Provided entries ::
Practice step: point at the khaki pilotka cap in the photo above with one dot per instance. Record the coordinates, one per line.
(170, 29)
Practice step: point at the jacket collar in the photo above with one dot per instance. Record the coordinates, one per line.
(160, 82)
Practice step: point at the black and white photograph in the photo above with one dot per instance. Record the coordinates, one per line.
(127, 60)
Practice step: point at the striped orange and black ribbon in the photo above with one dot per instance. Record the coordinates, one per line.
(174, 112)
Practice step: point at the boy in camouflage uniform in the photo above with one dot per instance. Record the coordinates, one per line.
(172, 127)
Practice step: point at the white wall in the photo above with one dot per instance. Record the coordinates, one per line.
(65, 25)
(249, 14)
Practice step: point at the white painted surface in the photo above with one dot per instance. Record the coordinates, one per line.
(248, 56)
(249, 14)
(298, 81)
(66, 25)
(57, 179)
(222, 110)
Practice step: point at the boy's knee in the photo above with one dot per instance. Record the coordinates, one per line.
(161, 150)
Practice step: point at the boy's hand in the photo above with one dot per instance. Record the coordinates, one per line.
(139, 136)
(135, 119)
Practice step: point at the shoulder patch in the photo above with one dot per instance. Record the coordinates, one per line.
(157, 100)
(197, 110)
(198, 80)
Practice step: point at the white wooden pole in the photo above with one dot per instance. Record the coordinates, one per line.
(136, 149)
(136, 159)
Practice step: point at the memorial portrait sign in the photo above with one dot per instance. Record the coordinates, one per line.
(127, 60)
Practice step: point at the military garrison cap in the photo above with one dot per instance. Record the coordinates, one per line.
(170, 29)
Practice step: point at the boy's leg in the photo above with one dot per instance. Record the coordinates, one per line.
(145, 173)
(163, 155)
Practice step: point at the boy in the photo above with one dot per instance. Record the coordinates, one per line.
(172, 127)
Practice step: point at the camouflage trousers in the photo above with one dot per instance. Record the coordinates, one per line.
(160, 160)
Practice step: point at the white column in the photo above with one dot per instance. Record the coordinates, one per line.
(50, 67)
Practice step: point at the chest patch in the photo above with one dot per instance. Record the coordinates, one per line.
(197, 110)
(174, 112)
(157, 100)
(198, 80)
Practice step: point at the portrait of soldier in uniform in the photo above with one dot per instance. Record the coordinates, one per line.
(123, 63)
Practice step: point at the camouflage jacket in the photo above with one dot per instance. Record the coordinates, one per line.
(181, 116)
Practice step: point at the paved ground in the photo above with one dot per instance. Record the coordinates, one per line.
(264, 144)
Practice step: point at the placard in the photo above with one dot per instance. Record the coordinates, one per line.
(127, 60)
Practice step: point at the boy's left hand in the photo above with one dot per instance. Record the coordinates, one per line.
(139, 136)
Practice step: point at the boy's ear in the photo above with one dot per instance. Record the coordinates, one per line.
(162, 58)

==

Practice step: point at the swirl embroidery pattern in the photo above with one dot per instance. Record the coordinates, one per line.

What the task requires :: How many lines in the listing above contain the word "hand"? Reply with the number alone.

Answer in full :: 2